- _Set task A_
Identify each line in the records below that contains the string "foliage", matching case exactly, and copy every such line in full.

- _Extract_
______________________________

Hi
I want to write a function which takes as input an array of INTEGERS and return another array which contains squares of the integers in input array.Following code works perfect.

#include <iostream>

using namespace std;

const int SIZE=5;


int* SquareArray(int c[],int n);

int main()
{
int b[SIZE];

cout<<"Enter a sequence of "<<SIZE<<" numbers"<<endl;

for(int i=0;i<SIZE;i++){
cin>>b[i];
}

int* a=SquareArray(b,SIZE);
for ( int i = 0; i < SIZE; i++ )
{
cout << a[i] << endl;
}
return 0;
}

int* SquareArray(int c[],int n)
{
int *array = new int[n];
for ( int i = 0; i < n; i++ )
{
array[i]=c[i]*c[i];
}

return(array);
}

but i want to do the same thing when the input array contains real variable of type DOUBLE.A simple modification as below is not working:

#include <iostream>

using namespace std;

const int SIZE=5;


double* SquareArray(double c[],int n);

int main()

______________________________

Records from a data collection:
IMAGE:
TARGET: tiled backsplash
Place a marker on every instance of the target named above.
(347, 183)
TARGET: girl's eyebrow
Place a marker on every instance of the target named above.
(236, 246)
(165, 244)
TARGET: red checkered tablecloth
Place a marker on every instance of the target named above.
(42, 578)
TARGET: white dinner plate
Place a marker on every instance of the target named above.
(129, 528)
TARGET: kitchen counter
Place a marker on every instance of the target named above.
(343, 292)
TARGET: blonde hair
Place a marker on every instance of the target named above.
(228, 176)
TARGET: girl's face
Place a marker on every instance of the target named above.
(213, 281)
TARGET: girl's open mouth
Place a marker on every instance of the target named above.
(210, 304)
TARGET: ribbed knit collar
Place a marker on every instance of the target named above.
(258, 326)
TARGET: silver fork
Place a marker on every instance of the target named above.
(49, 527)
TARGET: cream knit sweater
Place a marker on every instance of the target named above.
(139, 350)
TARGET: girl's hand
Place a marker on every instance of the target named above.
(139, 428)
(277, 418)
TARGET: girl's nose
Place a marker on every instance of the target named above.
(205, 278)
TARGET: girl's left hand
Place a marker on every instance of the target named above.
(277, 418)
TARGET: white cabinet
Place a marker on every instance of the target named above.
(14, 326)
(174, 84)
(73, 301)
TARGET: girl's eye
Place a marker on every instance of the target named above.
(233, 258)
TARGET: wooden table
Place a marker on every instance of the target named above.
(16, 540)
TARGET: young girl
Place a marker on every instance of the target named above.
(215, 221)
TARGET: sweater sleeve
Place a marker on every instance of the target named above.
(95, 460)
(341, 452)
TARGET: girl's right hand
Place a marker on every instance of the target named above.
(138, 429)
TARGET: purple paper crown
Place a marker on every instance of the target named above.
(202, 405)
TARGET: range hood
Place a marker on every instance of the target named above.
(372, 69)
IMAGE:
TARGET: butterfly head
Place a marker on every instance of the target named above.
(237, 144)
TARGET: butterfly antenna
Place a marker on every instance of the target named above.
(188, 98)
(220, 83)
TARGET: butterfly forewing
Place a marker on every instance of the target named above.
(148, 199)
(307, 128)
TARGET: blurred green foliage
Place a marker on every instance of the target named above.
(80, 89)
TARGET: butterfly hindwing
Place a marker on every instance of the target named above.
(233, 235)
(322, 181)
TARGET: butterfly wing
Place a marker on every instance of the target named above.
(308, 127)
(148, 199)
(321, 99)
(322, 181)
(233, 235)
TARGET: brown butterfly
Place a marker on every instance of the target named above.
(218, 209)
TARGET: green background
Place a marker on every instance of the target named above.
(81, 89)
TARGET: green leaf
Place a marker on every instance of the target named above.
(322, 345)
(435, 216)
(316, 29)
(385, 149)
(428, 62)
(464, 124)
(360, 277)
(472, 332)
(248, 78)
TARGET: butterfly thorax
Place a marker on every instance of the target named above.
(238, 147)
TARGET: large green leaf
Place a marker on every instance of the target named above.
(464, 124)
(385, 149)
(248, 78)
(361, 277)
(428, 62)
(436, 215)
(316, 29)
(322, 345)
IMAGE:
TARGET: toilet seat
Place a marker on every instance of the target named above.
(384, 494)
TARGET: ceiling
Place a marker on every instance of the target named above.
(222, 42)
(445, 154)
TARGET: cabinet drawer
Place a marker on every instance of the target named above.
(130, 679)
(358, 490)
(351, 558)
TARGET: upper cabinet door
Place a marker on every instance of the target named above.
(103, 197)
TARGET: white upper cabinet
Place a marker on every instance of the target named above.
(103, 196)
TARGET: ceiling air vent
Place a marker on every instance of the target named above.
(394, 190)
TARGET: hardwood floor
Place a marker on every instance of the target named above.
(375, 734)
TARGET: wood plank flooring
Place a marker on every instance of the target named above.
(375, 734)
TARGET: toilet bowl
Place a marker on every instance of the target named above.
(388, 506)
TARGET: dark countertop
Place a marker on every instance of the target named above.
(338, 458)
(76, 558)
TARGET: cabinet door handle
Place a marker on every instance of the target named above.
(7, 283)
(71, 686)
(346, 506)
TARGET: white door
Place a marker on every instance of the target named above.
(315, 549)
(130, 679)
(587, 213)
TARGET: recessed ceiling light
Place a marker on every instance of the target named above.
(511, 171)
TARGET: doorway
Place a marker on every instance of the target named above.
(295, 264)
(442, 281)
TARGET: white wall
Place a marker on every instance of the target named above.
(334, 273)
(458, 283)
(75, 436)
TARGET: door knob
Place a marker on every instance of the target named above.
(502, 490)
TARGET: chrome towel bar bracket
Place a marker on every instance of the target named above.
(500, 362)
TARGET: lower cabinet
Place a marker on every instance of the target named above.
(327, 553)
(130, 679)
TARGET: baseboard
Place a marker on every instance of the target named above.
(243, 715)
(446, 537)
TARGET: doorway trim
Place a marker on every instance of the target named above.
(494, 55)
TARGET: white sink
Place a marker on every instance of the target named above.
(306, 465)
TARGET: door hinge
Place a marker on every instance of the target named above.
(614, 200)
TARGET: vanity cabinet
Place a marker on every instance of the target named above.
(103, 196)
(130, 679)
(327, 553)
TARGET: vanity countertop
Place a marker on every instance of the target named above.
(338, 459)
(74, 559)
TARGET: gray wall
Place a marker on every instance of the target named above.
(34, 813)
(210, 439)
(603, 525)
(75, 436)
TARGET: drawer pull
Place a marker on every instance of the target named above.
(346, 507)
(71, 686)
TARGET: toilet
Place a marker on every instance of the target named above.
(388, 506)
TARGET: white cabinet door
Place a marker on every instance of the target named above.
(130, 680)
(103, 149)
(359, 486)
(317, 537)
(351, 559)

______________________________

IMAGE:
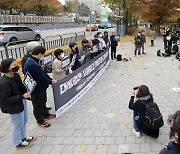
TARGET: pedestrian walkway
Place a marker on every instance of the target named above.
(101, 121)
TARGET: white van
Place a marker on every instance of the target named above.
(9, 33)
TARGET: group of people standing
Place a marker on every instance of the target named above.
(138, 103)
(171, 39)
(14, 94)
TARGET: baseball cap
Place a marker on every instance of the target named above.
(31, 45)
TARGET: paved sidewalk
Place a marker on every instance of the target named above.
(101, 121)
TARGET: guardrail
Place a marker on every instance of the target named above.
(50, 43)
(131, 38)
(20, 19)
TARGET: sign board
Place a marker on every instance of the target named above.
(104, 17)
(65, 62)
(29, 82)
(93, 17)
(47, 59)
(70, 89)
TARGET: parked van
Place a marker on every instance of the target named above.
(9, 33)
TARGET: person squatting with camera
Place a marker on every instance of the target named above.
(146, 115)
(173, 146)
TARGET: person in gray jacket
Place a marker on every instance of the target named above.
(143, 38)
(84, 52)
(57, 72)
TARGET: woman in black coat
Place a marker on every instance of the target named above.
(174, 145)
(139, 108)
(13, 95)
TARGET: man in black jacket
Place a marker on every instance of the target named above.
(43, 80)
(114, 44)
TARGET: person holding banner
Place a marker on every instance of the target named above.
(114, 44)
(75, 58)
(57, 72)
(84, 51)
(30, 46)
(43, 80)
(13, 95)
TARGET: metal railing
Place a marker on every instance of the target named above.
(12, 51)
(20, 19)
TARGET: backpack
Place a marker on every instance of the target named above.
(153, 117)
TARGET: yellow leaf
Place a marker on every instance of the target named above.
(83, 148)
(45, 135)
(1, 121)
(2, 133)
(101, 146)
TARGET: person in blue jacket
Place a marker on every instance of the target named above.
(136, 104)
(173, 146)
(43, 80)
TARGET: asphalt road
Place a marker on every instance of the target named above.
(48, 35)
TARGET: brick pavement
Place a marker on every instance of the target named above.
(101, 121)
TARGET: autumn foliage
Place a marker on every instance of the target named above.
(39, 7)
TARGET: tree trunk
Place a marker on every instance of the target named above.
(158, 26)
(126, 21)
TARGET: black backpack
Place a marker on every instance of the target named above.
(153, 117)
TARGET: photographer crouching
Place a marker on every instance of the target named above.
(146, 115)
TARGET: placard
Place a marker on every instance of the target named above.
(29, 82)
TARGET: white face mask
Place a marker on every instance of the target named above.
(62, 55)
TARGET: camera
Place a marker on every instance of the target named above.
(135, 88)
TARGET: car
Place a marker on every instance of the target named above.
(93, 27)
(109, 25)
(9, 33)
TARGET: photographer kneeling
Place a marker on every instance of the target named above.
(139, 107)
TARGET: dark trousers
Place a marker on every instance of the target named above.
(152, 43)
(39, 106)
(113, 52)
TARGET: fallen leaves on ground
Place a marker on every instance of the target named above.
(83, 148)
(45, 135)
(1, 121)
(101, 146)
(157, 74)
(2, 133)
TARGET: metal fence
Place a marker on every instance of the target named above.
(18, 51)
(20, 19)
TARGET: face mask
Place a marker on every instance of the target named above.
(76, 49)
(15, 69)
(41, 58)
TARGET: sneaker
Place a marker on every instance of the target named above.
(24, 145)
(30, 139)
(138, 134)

______________________________

- _Set task B_
Continue the forum post above about a C++ function that squares the values in an array, starting from the point where it stops.

- _Expected output A_
TARGET: blurred green foliage
TARGET: autumn foliage

- _Expected output B_
{
double b[SIZE];

cout<<"Enter a sequence of "<<SIZE<<" real numbers"<<endl;

for(int i=0;i<SIZE;i++){
cin>>b[i];
}

double* a=SquareArray(b,SIZE);
for ( int i = 0; i < SIZE; i++ )
{
cout << *(a+i) << endl;
}
return 0;
}

double* SquareArray(double c[],int n)
{
double *array = new int[n];
for ( int i = 0; i < n; i++ )
{
array[i]=c[i]*c[i];
}

return(array);
}

Error:cannot convert ‘int*’ to ‘double*’ in return

where as defining
int* SquareArray(double c[],int n); gives only integer part of the square(which is understandable)

can any one explain what is happening and how to resolve this issue.

Thanks a Lot in advance.

double *array = new int[n]; Here's the problem. If you use doubles use doubles..